EXERCISE TASKS =>
• 1. Reproduce the interview transcript between "Larry: I hope" and "all be fine.", inclusive.
• 2. Pick up the interview transcript after its final sentence and keep it going.

*** DOCUMENT TEXT ***

Larry:  Actually that was my first book. That came out in 2004. Still sells well though but yep that’s the first book.

Mark: Oh, I have those reversed.

Larry: And it is a kick butt approach to a better life. Believe me it’s a shocker.

Mark: Yeah for my listeners, the title, “Shut Up, Stop Whining, and Get a Life isn’t just a provocative title with a mammy pammy book behind it. The whole book is no holes barred kind of like ‘cold water splashed in your face’ wake up call.  

Larry: I hope so.

Mark: Larry, what were you trying to accomplish with that book?

Larry: [laugh] I feel that we live in a world of whiners. I really do. Everybody wants to blame someone for their lot in life and I’m just frankly sick of it. Then we have a lot of people writing business books and self-help books and giving motivational speeches… all those motivational gurus who do nothing but enable people to whine in my opinion. They tell people it’s OK. It’s a cold, cruel world out there and we need to circle up, hold hands and sing “Kum Ba Yah” and it’ll all be fine.

Well that’s not the case. Life is your own damn fault. You created the mess that you’re living and you have to fix it. Someone needs to hold you accountable. This book is about accountability. Personal responsibility. I remind people that it’s always your own fault. You created the mess you have, so you have to fix it.

Mark: I’ll give my listeners a couple of quotes from the book so they can get an idea, perhaps some of the more gentle passages. You say, “If your life sucks, it’s because you suck…”

Larry: Oh absolutely.

Mark: “…It’s your own damn fault, always and without exception”. And then to clarify that you say there are three reasons that people are not successful. Three main reasons: 1) They’re stupid. 2) They’re lazy and 3) They don’t give a damn. Now obviously, you make it clear. You’re not a motivational speaker. You call yourself an irritational speaker.

Larry: Yep, I have trademarked, “The world’s only irritational speaker”.

Mark: I love it. But why not be gentle and understanding with people and their challenges?

Larry: [chuckle] How’s that working so far for everybody else? All that gentle understanding, motivation, let me hug you and it’ll be OK. How’s that working? People aren’t taking responsibility. People aren’t successful.  They’re not doing what they’re supposed to do. And so I just tell people that’s not acceptable. You deserve better from yourself. We deserve better from you. And frankly, I’m not willing to take it.

I love people enough to tell them the truth. I do what I do from a motive of love. But I love people enough to tell them the truth! And the truth is people can fix their lot in life.  It can be better if they’re willing first to take responsibility. You never get better by laying blame anywhere except when you go to the mirror. It’s always your fault.

*** RECORDED DATA ***

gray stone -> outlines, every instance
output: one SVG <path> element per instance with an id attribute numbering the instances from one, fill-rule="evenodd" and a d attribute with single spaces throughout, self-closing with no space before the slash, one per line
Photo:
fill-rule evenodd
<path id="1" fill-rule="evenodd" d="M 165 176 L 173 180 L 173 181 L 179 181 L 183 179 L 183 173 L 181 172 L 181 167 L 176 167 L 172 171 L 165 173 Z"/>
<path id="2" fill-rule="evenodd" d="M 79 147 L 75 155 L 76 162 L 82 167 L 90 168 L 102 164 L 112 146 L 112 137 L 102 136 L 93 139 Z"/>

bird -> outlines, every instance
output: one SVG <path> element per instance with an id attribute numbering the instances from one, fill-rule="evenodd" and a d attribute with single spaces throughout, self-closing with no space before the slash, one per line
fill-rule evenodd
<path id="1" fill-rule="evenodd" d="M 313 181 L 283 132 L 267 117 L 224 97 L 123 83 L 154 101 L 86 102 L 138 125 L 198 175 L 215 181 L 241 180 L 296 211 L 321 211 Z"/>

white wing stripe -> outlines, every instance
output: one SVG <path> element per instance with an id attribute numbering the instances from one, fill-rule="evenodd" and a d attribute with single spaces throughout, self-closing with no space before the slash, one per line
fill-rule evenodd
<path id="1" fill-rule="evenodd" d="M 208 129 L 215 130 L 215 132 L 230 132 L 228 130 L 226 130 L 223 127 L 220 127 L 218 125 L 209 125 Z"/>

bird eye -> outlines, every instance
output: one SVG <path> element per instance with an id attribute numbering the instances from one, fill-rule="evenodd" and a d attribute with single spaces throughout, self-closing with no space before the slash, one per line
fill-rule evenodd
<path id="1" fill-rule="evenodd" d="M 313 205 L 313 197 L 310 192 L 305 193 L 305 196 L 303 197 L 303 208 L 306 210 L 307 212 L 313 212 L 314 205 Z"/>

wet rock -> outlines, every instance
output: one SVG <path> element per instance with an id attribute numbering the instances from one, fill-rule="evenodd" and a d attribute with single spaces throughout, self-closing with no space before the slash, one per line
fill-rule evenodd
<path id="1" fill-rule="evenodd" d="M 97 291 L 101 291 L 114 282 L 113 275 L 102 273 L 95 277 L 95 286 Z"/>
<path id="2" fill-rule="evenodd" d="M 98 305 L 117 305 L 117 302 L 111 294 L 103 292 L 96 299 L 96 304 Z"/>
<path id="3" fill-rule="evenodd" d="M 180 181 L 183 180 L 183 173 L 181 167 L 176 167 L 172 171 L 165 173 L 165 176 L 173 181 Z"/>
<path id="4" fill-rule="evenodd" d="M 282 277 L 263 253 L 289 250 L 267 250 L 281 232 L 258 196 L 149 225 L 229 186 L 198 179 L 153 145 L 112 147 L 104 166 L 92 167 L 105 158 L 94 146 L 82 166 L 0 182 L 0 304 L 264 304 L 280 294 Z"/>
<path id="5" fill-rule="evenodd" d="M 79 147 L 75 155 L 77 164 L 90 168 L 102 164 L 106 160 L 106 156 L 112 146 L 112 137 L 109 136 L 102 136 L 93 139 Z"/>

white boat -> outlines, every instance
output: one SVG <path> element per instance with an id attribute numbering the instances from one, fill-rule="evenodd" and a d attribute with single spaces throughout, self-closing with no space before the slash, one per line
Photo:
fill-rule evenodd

***

RESPONSES BY TASK =>
• 1.
Larry: I hope so.

Mark: Larry, what were you trying to accomplish with that book?

Larry: [laugh] I feel that we live in a world of whiners. I really do. Everybody wants to blame someone for their lot in life and I’m just frankly sick of it. Then we have a lot of people writing business books and self-help books and giving motivational speeches… all those motivational gurus who do nothing but enable people to whine in my opinion. They tell people it’s OK. It’s a cold, cruel world out there and we need to circle up, hold hands and sing “Kum Ba Yah” and it’ll all be fine.

• 2.
Mark:  In a sense, you’re saying out loud without apology what many of us want to say but either don’t want to hurt someone’s feelings or simply don’t have the backbone or the cojones to say.  I personally find it refreshing but you probably get a lot of flak for being such a provocative guy or do you…

Larry: No I don’t get any flak. I make a lot of money getting paid to go on stage and tell audiences what their CEO, what their management is afraid to say.

Mark: [chuckle] …does anyone dare…

Larry: … I get paid to say what other people don’t have the cojones to say as you just put it. … I don’t get any flak from it. I get hundreds of hundreds of hundreds of emails and I welcome all that. The people who do want to complain about my message… that’s fine, that’s fine. What I’ve discovered is if you complain about it, you’re probably guilty of the very thing you’re complaining about. …

Mark: I love how you put it in the beginning of your book, you say, “You know, if you don’t like my message, you don’t need to tell me. I really don’t care”. [laughing]

Larry: I don’t care.

Mark:  …“If you like it, let me know… So, I suppose it’s your latest book, “They Call It Work for a Reason”.

Larry: “It’s Called Work for a Reason”. That’s the title, “It’s Called Work for a Reason”.

Mark: “It’s Called Work for a Reason”. People might guess by now you take a slightly … unconventional stance about common attitudes towards work. What do you think about how most people approach work nowadays and how it’s different than how earlier generations might have approached it?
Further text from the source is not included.